--- start of Excerpted passage ---

Updated: Dec 16, 2020

Are there any fried foods that are not best fresh and hot? Not coming up with anything. Nobody wants a cold French fry. Just when you think you can’t eat another bite after a dinner of chile rellenos that you started by eating too many chips with salsa, the hot sopapillas and honey show up. Everybody is stuffed, everybody eats a sopapilla anyway, nobody takes the leftover sopapillas home.



The French fry of the southern cuisine of my youth might be the hush puppy, but I was never a fan. Cracklin’ cornbread, however, yes please. Fried chicken, mashed potatoes and gravy, green beans (with bacon), fried okra, cornbread. Pecan pie for dessert. Now THAT is a dinner. You always leave a little on your plate; if you clean your plate that insults your host, implies you didn’t get enough to eat. Other cultures are different, which almost goes without saying.


Up in the little cabinet above the stove in my kitchen there is an old cast iron skillet that belonged to my grandmother Howell. Cast iron's only predators are wear and rust, and a seasoned skillet in use doesn't rust or wear, so this skillet might have been generations old when she got it, but at some point it became my father’s, and then mine. It has always been The Cornbread Skillet.

--- end of Excerpted passage ---
--- start of Records ---

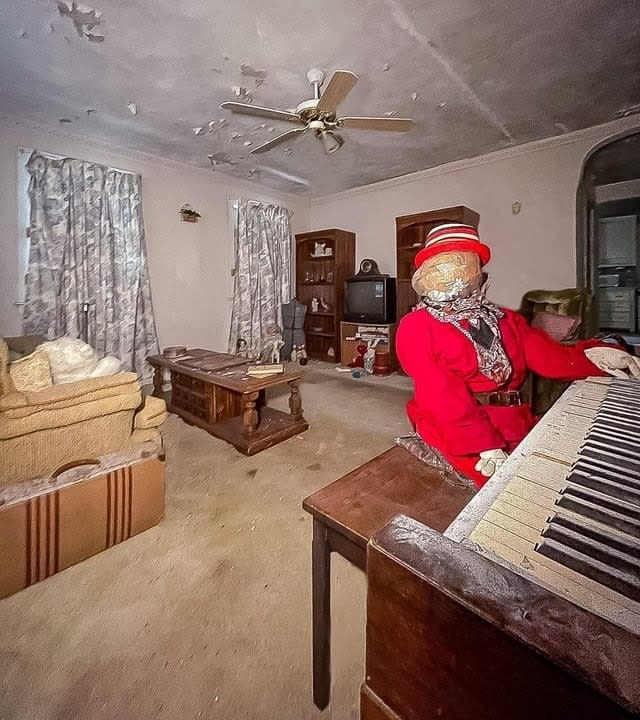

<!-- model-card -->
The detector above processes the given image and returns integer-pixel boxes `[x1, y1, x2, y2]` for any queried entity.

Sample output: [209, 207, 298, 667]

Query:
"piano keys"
[468, 378, 640, 630]
[361, 378, 640, 720]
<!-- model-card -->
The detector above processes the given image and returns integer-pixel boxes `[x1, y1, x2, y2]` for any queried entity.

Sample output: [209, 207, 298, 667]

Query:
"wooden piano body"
[361, 383, 640, 720]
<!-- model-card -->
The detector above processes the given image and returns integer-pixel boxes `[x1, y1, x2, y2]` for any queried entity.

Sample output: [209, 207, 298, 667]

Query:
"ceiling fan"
[220, 69, 414, 154]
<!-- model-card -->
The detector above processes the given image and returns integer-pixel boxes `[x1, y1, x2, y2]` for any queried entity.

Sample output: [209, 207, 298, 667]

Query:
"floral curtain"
[22, 151, 158, 379]
[229, 200, 291, 356]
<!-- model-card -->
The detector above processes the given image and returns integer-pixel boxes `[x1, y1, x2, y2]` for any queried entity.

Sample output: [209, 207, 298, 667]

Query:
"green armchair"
[520, 288, 592, 415]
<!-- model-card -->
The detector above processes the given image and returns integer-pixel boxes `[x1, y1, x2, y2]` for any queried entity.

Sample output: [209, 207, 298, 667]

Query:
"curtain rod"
[19, 148, 136, 175]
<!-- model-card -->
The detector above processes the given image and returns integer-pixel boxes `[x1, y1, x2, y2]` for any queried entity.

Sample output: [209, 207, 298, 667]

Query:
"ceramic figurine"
[260, 324, 284, 364]
[236, 338, 249, 358]
[363, 342, 377, 375]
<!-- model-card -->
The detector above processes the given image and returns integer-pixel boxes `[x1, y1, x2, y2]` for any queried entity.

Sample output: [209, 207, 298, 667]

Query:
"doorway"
[576, 130, 640, 338]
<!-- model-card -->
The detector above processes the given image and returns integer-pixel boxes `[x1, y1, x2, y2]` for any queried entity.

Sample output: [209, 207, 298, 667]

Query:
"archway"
[576, 128, 640, 343]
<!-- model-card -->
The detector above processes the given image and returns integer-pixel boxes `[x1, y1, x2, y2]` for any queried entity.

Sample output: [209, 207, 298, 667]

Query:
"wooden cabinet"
[296, 228, 356, 362]
[340, 322, 398, 371]
[396, 205, 480, 322]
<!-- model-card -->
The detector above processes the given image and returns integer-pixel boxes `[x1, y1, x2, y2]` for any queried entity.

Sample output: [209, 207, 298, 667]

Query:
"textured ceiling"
[0, 0, 640, 196]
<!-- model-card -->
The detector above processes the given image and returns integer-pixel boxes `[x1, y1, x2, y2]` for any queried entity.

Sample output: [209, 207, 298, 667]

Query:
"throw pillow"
[531, 310, 582, 342]
[90, 355, 122, 377]
[9, 350, 53, 392]
[40, 337, 98, 385]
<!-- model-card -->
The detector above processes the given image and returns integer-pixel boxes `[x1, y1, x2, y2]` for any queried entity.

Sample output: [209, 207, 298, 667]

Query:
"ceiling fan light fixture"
[318, 130, 344, 155]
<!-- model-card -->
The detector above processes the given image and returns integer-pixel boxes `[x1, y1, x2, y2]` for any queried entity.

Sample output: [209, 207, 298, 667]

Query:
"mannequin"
[396, 224, 640, 487]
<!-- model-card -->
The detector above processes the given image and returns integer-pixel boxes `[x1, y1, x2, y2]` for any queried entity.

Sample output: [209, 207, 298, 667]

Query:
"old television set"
[344, 274, 396, 323]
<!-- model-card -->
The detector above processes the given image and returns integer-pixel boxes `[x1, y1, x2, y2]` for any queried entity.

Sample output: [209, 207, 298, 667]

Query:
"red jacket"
[396, 309, 606, 486]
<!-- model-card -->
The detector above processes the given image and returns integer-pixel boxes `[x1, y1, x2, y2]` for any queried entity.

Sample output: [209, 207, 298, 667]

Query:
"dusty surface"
[0, 0, 640, 197]
[0, 364, 409, 720]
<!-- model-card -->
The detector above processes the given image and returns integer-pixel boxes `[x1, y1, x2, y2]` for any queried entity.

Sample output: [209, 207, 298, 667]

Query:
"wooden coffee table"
[147, 348, 309, 455]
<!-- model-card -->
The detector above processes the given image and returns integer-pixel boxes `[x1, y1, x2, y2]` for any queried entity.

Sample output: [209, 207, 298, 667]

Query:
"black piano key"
[591, 413, 640, 438]
[596, 400, 640, 427]
[541, 522, 640, 572]
[567, 469, 640, 506]
[586, 423, 640, 447]
[580, 448, 640, 475]
[543, 513, 640, 565]
[555, 486, 640, 539]
[587, 428, 640, 459]
[535, 538, 640, 602]
[571, 457, 640, 490]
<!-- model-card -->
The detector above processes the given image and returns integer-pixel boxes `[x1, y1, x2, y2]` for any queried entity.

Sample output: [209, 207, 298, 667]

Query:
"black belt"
[474, 390, 524, 407]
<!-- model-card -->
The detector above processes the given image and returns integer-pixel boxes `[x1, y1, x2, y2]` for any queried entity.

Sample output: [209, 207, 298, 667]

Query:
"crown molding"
[309, 115, 640, 207]
[0, 112, 306, 203]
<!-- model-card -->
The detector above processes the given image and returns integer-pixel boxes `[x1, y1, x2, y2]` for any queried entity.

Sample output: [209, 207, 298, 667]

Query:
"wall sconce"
[180, 203, 202, 222]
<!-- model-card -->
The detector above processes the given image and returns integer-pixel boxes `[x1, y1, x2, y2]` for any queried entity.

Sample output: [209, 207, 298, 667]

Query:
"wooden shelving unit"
[396, 205, 480, 322]
[296, 228, 356, 362]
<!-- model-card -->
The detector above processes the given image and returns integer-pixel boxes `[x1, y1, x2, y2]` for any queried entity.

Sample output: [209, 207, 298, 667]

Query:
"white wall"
[309, 117, 638, 307]
[0, 118, 308, 350]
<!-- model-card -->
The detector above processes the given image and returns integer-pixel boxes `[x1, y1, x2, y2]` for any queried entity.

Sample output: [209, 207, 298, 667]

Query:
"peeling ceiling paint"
[0, 0, 640, 196]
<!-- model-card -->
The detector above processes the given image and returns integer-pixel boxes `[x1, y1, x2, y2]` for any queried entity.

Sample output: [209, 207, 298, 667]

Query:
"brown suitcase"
[0, 443, 164, 598]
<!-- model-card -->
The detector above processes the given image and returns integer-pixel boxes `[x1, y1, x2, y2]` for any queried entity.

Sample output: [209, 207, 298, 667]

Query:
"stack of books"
[247, 363, 284, 377]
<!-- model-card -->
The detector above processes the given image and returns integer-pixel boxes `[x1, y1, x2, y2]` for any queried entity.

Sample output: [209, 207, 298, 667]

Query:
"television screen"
[345, 275, 395, 323]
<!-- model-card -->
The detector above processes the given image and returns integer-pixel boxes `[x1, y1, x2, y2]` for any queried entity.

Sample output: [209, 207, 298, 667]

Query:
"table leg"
[153, 365, 164, 397]
[289, 380, 302, 420]
[311, 519, 331, 710]
[242, 392, 259, 435]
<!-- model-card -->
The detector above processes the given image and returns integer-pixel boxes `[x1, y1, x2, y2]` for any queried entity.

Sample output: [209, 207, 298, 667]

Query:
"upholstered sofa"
[520, 288, 591, 415]
[0, 338, 166, 488]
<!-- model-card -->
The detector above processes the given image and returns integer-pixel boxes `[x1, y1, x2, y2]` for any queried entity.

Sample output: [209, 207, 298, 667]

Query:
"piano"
[361, 378, 640, 720]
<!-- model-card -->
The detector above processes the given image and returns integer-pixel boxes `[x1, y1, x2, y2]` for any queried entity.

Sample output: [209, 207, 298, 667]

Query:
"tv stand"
[340, 322, 398, 371]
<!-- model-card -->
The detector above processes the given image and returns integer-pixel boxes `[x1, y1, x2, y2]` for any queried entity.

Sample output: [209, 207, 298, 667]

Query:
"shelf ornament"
[180, 203, 202, 222]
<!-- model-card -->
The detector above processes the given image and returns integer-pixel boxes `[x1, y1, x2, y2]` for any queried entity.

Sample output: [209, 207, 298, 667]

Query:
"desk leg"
[152, 365, 164, 397]
[289, 380, 302, 420]
[311, 519, 331, 710]
[242, 393, 259, 435]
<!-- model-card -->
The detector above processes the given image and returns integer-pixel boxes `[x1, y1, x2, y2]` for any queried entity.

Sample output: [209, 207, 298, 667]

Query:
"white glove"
[584, 348, 640, 378]
[476, 450, 507, 477]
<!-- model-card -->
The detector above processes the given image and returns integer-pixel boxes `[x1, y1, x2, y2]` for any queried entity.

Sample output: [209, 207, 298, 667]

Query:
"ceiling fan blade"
[338, 117, 415, 132]
[251, 127, 307, 155]
[220, 102, 302, 123]
[316, 70, 359, 112]
[259, 165, 311, 187]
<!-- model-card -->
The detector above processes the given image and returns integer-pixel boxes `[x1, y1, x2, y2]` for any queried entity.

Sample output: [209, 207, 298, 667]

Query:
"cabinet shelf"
[295, 228, 355, 362]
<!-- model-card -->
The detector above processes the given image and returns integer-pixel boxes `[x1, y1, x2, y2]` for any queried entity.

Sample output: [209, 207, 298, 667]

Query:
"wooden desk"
[302, 446, 474, 710]
[147, 348, 309, 455]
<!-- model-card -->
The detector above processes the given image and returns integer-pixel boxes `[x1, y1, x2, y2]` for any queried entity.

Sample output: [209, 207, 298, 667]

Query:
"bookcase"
[396, 205, 480, 322]
[296, 228, 356, 362]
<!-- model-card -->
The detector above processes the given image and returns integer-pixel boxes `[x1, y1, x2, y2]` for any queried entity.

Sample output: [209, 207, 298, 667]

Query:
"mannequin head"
[411, 250, 483, 302]
[411, 223, 491, 303]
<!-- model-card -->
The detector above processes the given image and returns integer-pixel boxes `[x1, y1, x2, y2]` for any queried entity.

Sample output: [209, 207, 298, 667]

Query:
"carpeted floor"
[0, 363, 410, 720]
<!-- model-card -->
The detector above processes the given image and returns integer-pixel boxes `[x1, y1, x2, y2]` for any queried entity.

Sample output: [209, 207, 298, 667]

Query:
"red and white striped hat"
[414, 223, 491, 268]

--- end of Records ---

= Parts of the exercise =
a. According to the essay about fried foods, who owned the cast iron skillet before it became the writer's father's?
b. Carry the essay about fried foods forward from its final sentence, keeping the same voice.
The rows come from a separate source and have no connection to the essay about fried foods.

= Results for the exercise =
a. It belonged to the writer's grandmother Howell.

b.
People call different things cornbread. For instance, the sweet, square yellow stuff you get at restaurants, or the ear-of-corn-shaped muffins. Sorry, those are cake. If it comes in a sheet, or out of a tin, it won’t have the crust. What my grandmother made was a southern staple known as cracklin’ cornbread.


Cracklin’ cornbread is the perfect synthesis of fried and baked. It has the volume and fluffiness of baking, and the crunch of frying. For cracklin’ cornbread there are two requirements. First, you need a perfectly seasoned cast iron skillet. Cast iron because no other cookware holds enough heat, and perfectly seasoned or else the cornbread will stick. If you use the same skillet for cornbread over and over for, say, a century, that seems to work pretty well. My dad said that when he was growing up they would build a big wood fire once a year and throw all the skillets in it to burn off the accumulated grease and then re-season them. The Cornbread Skillet probably received that treatment. When I was setting up my first apartment and bought a new Lodge cast iron skillet and seasoned it, my cornbread stuck. And stuck, and stuck. The Cornbread Skillet just works.



The second requirement is a good two or three tablespoons of bacon cracklings (grease) in the skillet which is preheated in the oven at full temperature before you pour in the batter. I know, I know, pigs are the Einsteins of the barnyard, and there were years when I made vegetarian cornbread with 100% vegetable oil in deference to my mostly vegetarian wife, but if pigs were that smart they’d figure out how not to be so tasty. Bacon cracklings turn the batter into ambrosia.


Now, the batter.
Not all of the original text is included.